§ **Source excerpt**
■ ■ ■
Cordelier. Very Radical; also known as 'The Society of the Rights of Man'. The Cordeliers stand for a massive extension of the social programme of the Revolution, Liberty, Equality and Brotherhood. The principles of the Declaration of the Rights of Man (see Appendix A) are paramount. They are the core of the 'Democratic Movement' which stands for the 1789 principles of popular sovereignty and hence are reliant for clout upon the politically active members of the working classes (the sans-culottes, or 'Mob' to their enemies.) They have a taste for using Popular Petitions to bring pressure to bear. In addition, they are concerned that the Revolution is under threat from foreign tyranny. Newspaper: Iron Mouth.

CORDELIER Starting Position in terms of the Key Topics above, with much variation among individuals:
A: Republic B: State Control C: Extend hugely D: Modern Army E: State Control F: People's Militia G: Heavy, on the rich H: Stern treatment of 'Austrian spies' I: Paris J: War if necessary to protect Revolution


Jacobin. Intellectual, rational, guardians of bourgeois gains of 1789. Variety of views from moderate to democratic; emphasis on moral purity, discipline, self-sacrifice. Some with Republican sympathies, others wish to see a Constitutional monarchy on 1791 Constitution lines. (See Appendix B) Club members are mostly Radicals, desiring to guarantee bourgeois gains of the Revolution and guard some of the principles of 1789, especially the destruction of aristocratic privilege, while replacing 'democracy' with 'meritocracy'. Some Royalist members. Exclusive and intellectual in tone. Disagree with the Cordeliers' emphasis on social issues and view their democratic populism as dangerous. The Mob in Paris is a dangerous force.
Newspaper: People's Friend.

Jacobin Starting Position in terms of the Key Topics above, with much variation among individuals:
A: 1791 Constitution B: 1791 Constitution C: Hold. D:Unsure. E: NO. F: National Guard G: Moderate, on all H: Immoral people must be punished I: Paris J: War is dangerous and difficult to control


Monarchist. Strong supporters of Louis, have declared wish to see the Father of his People back to the centre of National Life. Enemies of Cordeliers and Republicans of all types. Difficult to pin down their exact views, but many Monarchists would like to see an 'English' style of Government with an Upper House and a powerful monarch. Certainly, they all think the Revolution has gone quite far enough! Louis himself: no one is certain of his real opinions but he has been making noises sympathetic towards the 1791 Constitution while doing very little to co-operate with the Deputies. Newspaper: King's Friend.
■ ■ ■
§ **Data entries**
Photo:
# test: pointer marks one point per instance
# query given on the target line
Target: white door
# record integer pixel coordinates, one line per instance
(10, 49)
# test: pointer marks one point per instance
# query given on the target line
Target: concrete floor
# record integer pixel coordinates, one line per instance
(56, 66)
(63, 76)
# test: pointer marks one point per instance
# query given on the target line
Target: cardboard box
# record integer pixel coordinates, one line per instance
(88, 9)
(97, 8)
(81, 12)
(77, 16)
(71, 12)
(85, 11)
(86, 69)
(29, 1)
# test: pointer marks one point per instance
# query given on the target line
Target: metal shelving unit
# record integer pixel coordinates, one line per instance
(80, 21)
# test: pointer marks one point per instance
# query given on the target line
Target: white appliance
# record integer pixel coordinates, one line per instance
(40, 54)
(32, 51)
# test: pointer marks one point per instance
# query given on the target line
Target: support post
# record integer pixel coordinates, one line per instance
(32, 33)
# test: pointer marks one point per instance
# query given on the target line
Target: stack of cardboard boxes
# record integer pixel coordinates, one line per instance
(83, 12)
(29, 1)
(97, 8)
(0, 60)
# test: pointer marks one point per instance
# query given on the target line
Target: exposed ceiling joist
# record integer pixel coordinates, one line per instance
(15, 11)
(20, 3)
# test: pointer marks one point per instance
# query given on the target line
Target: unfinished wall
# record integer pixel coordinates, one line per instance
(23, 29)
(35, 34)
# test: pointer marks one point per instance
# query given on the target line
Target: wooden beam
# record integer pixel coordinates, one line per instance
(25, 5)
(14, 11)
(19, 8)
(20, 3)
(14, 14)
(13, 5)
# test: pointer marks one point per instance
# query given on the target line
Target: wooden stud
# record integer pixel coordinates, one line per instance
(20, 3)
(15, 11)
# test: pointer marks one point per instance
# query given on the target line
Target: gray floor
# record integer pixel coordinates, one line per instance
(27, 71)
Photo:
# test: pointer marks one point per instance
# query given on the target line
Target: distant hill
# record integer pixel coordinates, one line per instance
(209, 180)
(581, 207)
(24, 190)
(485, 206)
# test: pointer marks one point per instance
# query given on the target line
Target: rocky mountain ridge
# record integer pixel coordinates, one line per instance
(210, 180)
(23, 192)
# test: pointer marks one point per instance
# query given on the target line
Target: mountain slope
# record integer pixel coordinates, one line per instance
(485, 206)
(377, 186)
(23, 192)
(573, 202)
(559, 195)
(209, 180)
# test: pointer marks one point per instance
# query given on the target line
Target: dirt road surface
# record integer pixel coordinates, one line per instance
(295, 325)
■ ■ ■
§ **Required task A**
Please locate each line in the records that contains the word "white" and copy those lines.
§ **Required task B**
Extend the text on the political clubs of the Revolution, picking up after its final sentence.

§ **Task answer A**
Target: white door
Target: white appliance

§ **Task answer B**
Monarchist Starting Position in terms of the Key Topics above, with much variation among individuals:
A: Royal power B: RC Church autonomy C: Restrict D:Old style Royal Army E: No F: Royal Army G: Light to moderate, on the bourgeois and poor H: anti-Royalists are traitors I: Where the King is, Paris, or preferably Versailles J: King to decide

Moderate: a large Group either uncertain of what line to adopt or broadly in favour of the Constitution of 1791; many are unaffiliated to any Group, or lukewarm Jacobin Club members.

Example: Armand Gribot asks to join the Jacobin Club; they decide to admit him after allowing a black-ball (any member may object, none do.) Lucien Untel later resigns from the Jacobins deciding he dislikes the discipline, and tries to start his own Club, based on his own eccentric views, which he calls the 'Untelins'. He gets three followers who agree to vote with Lucien and use their influence jointly.

8.4 The Executive
Because there is separation of executive from legislature, no Deputy is entitled to be a Government Minister. The key members of the executive [at the start of the game] will be represented by the Umpire (Royal Politics) and other members of the Umpire Team.
Minister of Finance: taxation, budgets.
Minister of War: Army and Navy
Minister of the Interior: Police, Justice
Under the Constitution of 1791 the responsibility for appointing or removing them rests with the King, with the selections being confirmed by the Convention.

9. Background

Recent history
Here are what I think are some of the historical events that made the situation what it is in 1791.

Seven Years War: humiliation of 1756. Empire mostly lost.
To 1780s: American War: success and pride restored, but at huge cost; France effectively bankrupt.
The perceived injustice of the Ancien Regime; nobles given huge privilege and exempted from taxation. Peasant hardship.
New political ideas; liberty, equality, brotherhood.
The economic rise of the bourgeoisie (urban middle class) excluded from political power.
Economic chaos, France bankrupt, weak leadership by Louis.
1789 The Estates-General (old style-Parliament) summoned; fails to solve problems; Deputies swear to represent Nation (Tennis-Court Oath).
The Bastille – Mob violence.
Declaration of Rights of Man agreed; destruction of aristocratic privilege.
1790 AUTUMN/WINTER Work begins on creating a new Constitution. King tries to run the country on an ad hoc basis, his Ministers mere ciphers.
Royalist soldiers ' Versailles Orgy' of anti-Revolutionary sentiment leads to rioting and King being returned to Paris by La Fayette's National Guard.
1791 SPRING Pope condemns the new Constitution – causing 'loyalty' split among French Catholics and religious crisis.
Louis prevented from leaving Paris for St Cloud, making his 'prisoner' status more apparent.

SUMMER 1791 - Current political situation: What is being discussed?

The political situation is very fluid and there is little agreement about what the priorities are. Deputies will spend their time in their Clubs, or in the Convention. Generals will either be at the Military School in Paris (Champ de Mars) or with the politicians, or out on the borders where the majority of the Army are. Journalists will tend to go where the stories are and all start at the Convention. Any or all may meet for coffee in the famous 'salons' where talk may be more relaxed and informal.

The 1791 Constitution (see Appendix B) is being debated. It aims to protect rights of Property, while being fairly democratic (perhaps intermediate between Britain and USA.)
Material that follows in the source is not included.